> _WHAT NEEDS TO BE DONE_
Pick out every line in the rows below that contains the word "pine", and copy each of those lines.

> _INFORMATION PROVIDED_

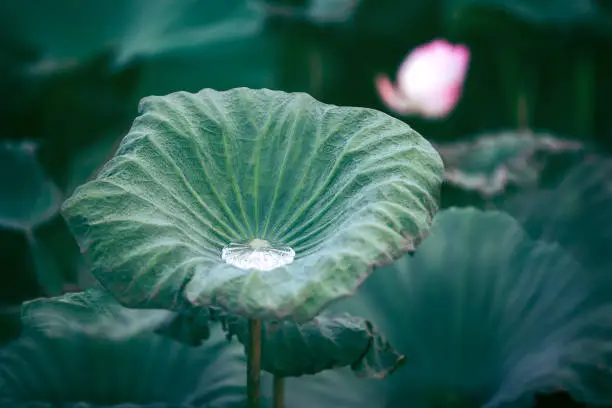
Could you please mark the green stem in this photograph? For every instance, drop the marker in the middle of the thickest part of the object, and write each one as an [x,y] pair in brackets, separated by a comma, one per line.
[279,392]
[517,87]
[584,98]
[254,364]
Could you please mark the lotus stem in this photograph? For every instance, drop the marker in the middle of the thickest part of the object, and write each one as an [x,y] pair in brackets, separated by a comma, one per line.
[584,95]
[279,392]
[254,363]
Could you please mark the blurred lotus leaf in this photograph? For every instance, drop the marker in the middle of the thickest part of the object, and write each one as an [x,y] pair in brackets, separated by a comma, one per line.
[318,12]
[491,162]
[488,317]
[290,349]
[264,203]
[28,197]
[85,350]
[574,212]
[541,12]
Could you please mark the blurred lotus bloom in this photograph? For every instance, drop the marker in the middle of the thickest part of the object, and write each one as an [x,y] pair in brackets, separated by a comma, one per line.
[429,81]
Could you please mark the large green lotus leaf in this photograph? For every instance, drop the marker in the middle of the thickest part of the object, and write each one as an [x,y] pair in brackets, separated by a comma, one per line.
[488,318]
[85,350]
[289,349]
[491,162]
[27,196]
[257,178]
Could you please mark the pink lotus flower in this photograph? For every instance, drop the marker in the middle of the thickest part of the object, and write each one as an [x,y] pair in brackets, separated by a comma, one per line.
[429,81]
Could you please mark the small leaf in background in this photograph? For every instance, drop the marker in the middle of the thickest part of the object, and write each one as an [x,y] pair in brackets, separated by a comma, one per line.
[429,81]
[27,196]
[544,12]
[290,349]
[488,317]
[318,12]
[345,188]
[84,349]
[575,212]
[490,163]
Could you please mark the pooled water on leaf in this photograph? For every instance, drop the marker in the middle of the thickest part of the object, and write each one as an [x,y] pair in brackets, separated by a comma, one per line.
[257,254]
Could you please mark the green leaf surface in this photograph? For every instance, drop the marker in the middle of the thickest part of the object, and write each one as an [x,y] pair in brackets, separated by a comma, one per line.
[85,350]
[72,30]
[345,189]
[491,162]
[290,349]
[28,197]
[488,318]
[93,312]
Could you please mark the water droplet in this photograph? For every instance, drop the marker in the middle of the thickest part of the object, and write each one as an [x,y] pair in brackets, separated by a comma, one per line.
[257,254]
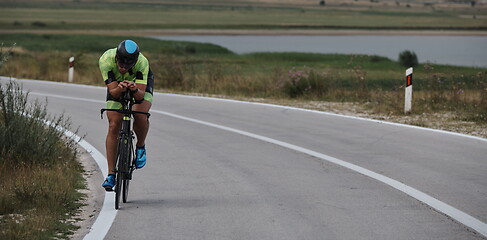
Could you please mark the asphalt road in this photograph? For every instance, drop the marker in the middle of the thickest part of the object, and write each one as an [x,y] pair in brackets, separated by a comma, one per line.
[206,179]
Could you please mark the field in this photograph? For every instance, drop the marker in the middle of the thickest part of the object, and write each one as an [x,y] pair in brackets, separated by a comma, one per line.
[208,69]
[271,15]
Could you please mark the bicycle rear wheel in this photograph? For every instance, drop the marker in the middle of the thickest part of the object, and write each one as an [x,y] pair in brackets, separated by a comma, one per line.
[118,189]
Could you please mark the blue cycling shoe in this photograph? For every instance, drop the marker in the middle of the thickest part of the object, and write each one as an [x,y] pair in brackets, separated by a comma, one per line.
[109,183]
[140,158]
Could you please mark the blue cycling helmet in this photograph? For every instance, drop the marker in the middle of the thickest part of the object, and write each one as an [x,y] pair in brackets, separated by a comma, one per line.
[127,54]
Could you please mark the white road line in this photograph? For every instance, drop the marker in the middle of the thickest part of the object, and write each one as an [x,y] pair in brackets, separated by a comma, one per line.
[107,213]
[440,206]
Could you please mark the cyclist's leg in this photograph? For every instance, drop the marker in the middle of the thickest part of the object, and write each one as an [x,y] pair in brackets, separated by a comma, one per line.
[114,125]
[141,122]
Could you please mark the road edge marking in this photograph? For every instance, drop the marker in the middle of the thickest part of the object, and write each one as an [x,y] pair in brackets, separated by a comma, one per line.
[440,206]
[107,214]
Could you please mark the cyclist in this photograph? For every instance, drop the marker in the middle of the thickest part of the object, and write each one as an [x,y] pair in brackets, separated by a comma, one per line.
[126,69]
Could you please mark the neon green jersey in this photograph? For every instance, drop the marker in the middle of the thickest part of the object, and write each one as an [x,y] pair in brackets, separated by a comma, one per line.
[109,69]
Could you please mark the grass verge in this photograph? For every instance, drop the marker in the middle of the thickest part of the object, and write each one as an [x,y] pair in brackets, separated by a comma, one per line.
[38,170]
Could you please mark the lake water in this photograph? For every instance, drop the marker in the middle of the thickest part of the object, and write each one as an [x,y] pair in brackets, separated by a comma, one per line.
[452,50]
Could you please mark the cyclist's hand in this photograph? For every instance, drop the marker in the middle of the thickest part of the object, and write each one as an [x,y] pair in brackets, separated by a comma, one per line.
[131,85]
[123,85]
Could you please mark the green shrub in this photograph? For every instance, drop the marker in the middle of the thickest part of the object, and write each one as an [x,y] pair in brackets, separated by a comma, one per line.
[24,136]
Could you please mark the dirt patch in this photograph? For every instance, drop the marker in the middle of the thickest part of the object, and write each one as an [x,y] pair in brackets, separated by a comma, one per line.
[95,195]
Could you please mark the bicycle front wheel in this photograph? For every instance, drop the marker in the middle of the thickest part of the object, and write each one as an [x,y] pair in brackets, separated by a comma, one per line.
[125,195]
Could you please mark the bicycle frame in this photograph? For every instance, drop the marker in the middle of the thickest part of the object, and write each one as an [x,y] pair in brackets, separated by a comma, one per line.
[125,163]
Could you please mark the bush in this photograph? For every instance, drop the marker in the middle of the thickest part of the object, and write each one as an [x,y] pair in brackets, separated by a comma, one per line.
[408,59]
[24,136]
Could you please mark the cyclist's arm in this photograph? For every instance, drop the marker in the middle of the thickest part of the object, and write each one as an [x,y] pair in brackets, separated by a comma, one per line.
[138,90]
[115,89]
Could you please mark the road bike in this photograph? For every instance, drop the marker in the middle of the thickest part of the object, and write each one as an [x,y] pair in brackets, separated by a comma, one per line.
[125,161]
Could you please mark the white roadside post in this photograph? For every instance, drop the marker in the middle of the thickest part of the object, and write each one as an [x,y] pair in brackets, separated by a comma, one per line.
[71,69]
[409,90]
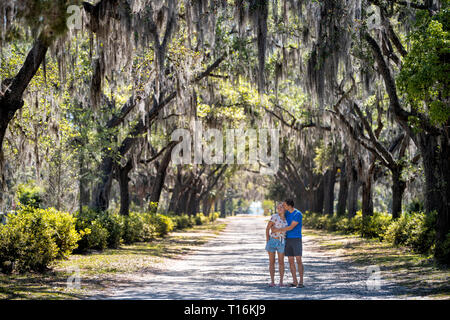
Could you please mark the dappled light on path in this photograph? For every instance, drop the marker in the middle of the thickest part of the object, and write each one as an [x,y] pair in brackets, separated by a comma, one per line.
[235,266]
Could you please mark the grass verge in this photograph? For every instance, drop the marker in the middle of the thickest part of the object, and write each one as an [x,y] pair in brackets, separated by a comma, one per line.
[419,273]
[101,270]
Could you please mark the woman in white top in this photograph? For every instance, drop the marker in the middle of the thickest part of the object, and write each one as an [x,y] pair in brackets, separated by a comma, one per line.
[275,243]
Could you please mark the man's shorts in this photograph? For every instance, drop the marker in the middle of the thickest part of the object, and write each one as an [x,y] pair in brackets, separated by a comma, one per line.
[294,247]
[275,245]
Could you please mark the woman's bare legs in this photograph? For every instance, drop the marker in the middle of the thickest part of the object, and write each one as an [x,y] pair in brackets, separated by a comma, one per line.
[281,267]
[272,266]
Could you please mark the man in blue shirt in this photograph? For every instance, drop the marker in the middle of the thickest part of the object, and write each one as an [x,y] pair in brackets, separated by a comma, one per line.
[293,249]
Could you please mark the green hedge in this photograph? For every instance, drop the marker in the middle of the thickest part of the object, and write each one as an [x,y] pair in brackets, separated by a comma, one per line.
[33,238]
[415,230]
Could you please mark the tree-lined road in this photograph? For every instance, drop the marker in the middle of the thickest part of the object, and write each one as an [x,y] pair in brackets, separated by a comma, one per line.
[234,265]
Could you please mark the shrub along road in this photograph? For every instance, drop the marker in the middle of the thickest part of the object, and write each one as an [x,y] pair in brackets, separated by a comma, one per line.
[234,266]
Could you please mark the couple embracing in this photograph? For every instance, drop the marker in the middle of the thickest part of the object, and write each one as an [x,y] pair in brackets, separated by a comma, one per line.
[284,236]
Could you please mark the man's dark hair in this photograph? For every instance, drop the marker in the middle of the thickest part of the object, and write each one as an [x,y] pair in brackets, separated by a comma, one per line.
[289,202]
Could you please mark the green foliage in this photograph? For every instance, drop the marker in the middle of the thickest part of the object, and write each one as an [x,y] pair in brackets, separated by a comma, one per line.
[94,234]
[213,216]
[424,74]
[33,238]
[133,227]
[200,219]
[374,226]
[415,230]
[268,206]
[65,235]
[29,195]
[163,224]
[113,224]
[182,221]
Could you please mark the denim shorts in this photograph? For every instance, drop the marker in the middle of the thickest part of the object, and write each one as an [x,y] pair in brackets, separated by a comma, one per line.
[275,245]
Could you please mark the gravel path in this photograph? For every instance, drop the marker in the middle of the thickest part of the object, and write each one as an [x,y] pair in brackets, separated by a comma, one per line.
[234,265]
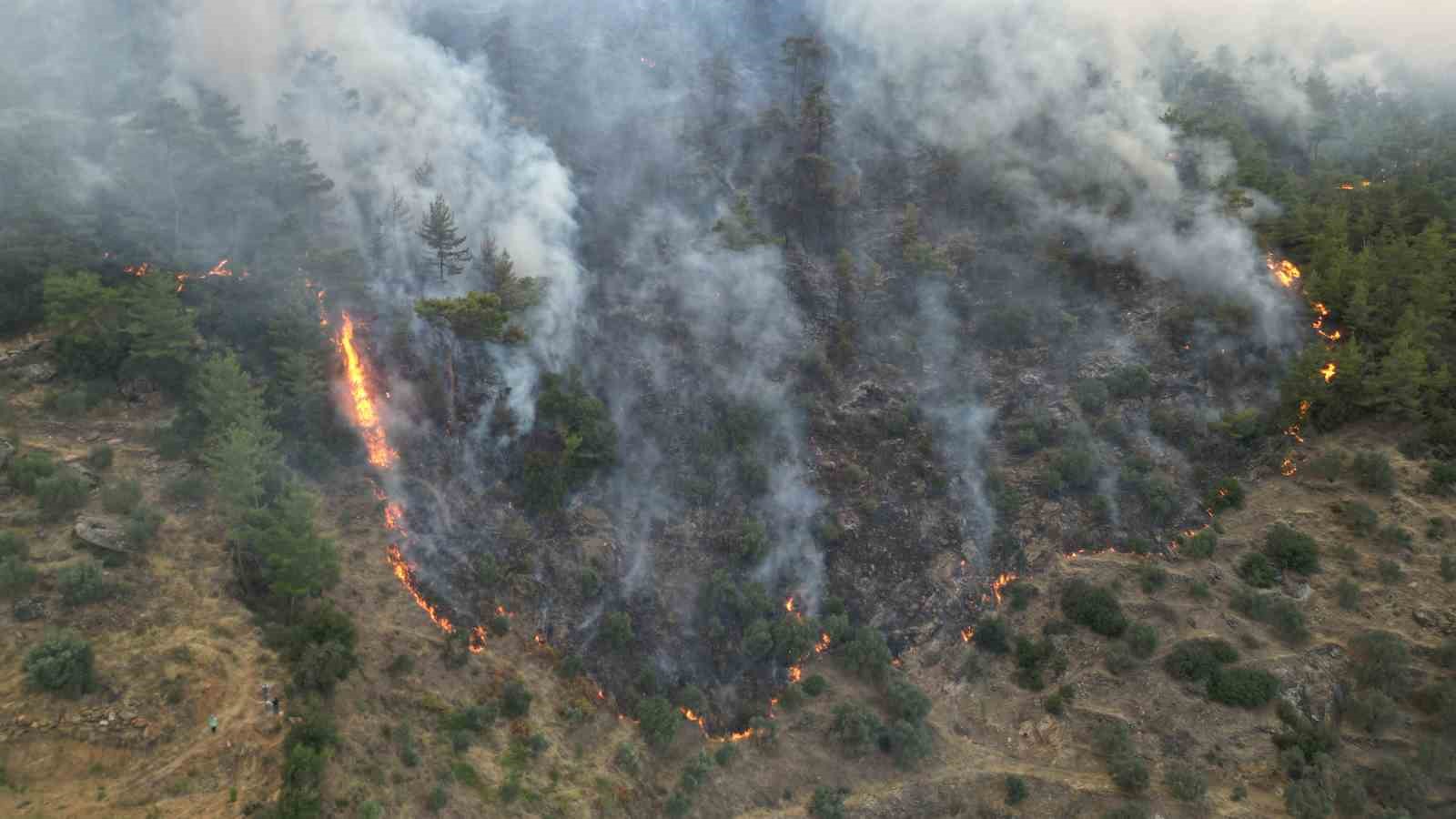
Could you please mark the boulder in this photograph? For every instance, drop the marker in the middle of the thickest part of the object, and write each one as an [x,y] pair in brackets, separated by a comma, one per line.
[104,532]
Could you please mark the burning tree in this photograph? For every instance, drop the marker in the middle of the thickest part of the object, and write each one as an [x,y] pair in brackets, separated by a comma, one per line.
[437,230]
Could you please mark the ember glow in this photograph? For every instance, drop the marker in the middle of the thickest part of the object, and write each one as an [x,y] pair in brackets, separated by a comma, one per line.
[364,414]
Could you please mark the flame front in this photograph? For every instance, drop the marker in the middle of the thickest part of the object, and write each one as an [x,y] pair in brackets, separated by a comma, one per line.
[364,414]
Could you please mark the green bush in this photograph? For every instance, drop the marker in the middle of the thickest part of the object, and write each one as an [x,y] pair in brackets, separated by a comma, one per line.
[1128,380]
[1016,789]
[1278,612]
[12,544]
[120,497]
[1380,661]
[1373,472]
[1359,516]
[184,489]
[1390,570]
[82,583]
[1327,467]
[62,663]
[1257,570]
[101,457]
[62,493]
[29,468]
[516,700]
[1186,783]
[1094,606]
[1200,659]
[1292,550]
[1201,545]
[16,576]
[827,804]
[992,636]
[1142,640]
[856,726]
[1347,593]
[1247,688]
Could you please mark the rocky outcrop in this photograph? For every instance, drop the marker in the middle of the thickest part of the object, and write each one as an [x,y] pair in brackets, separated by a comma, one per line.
[104,532]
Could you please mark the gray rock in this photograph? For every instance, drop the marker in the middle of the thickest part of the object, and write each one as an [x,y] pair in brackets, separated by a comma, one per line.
[104,532]
[40,372]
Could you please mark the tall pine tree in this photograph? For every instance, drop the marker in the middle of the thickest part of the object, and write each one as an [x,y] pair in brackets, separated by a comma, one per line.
[448,247]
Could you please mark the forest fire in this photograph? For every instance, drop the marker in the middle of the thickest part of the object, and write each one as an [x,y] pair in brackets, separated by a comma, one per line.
[1285,271]
[823,644]
[1005,579]
[364,416]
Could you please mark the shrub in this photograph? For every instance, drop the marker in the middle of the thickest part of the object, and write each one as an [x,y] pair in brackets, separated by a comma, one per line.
[1092,395]
[62,663]
[907,702]
[1247,688]
[1347,592]
[1016,789]
[1390,570]
[62,493]
[101,457]
[659,720]
[992,636]
[1201,545]
[1198,659]
[1373,472]
[1257,570]
[516,700]
[1128,380]
[1118,659]
[16,576]
[1369,712]
[1142,640]
[1292,550]
[1152,577]
[1359,516]
[28,468]
[1186,783]
[1281,615]
[1225,494]
[1094,606]
[827,804]
[618,630]
[184,489]
[82,583]
[12,544]
[1380,661]
[856,726]
[1395,540]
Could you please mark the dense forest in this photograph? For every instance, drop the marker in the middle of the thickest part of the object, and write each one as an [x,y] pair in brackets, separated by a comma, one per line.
[774,223]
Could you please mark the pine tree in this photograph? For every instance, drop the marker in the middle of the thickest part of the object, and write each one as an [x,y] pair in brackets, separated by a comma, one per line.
[446,244]
[160,331]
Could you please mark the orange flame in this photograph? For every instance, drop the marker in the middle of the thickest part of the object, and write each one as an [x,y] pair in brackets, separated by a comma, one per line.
[364,416]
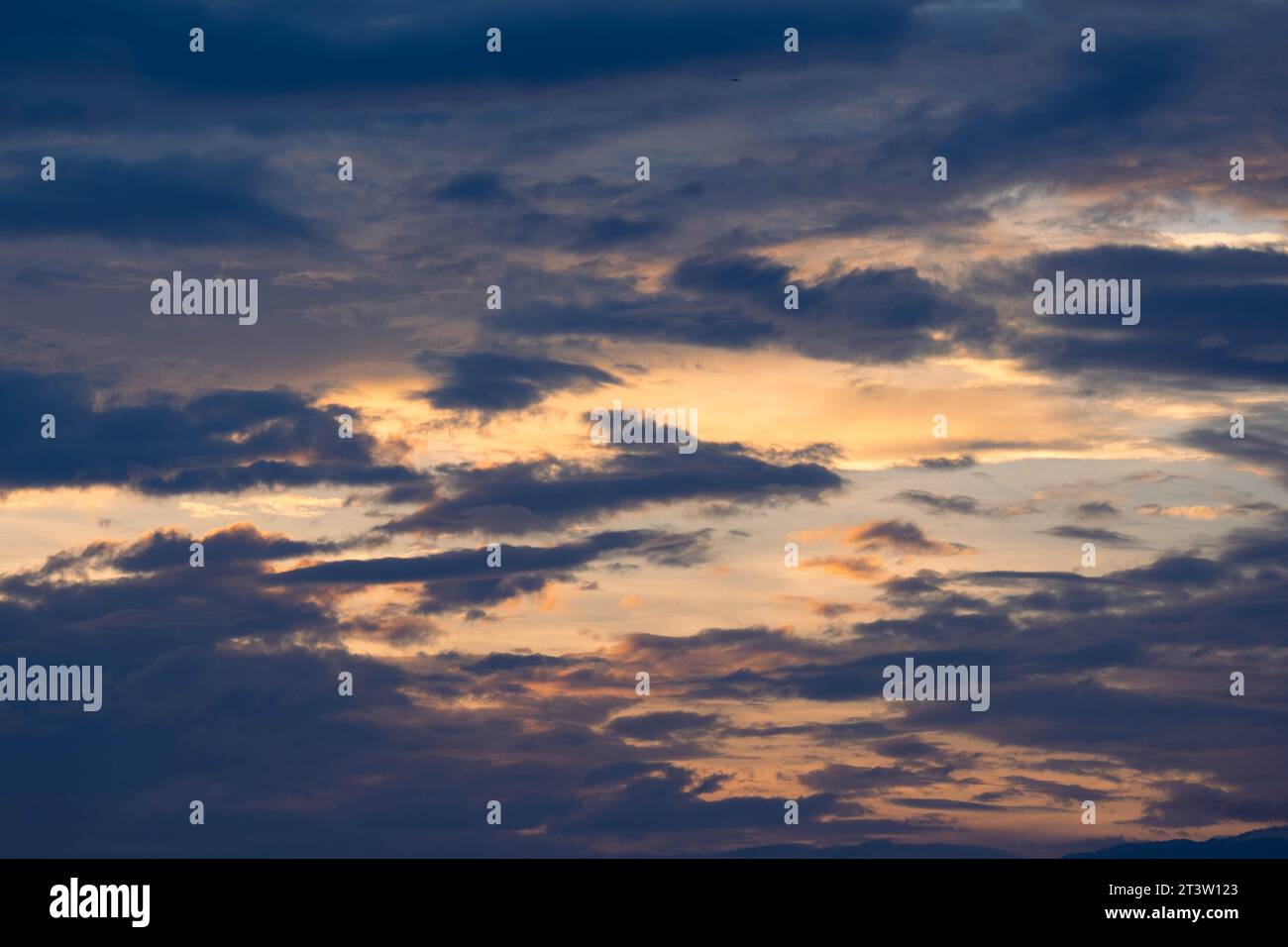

> _RESULT OF THE TASK_
Could you please mark the tall pine tree in this photograph? For every instance, drop the marker in the middle of the thickest part of the object, and write each one as an [x,y] pair in brackets, separated by a comma, one per line.
Could you please mark the pine tree in this photograph? For every instance, drop the marker in the middle of the thickest part of the object, and write each one as an [x,y] pair in brackets, separated by a comma, one per line.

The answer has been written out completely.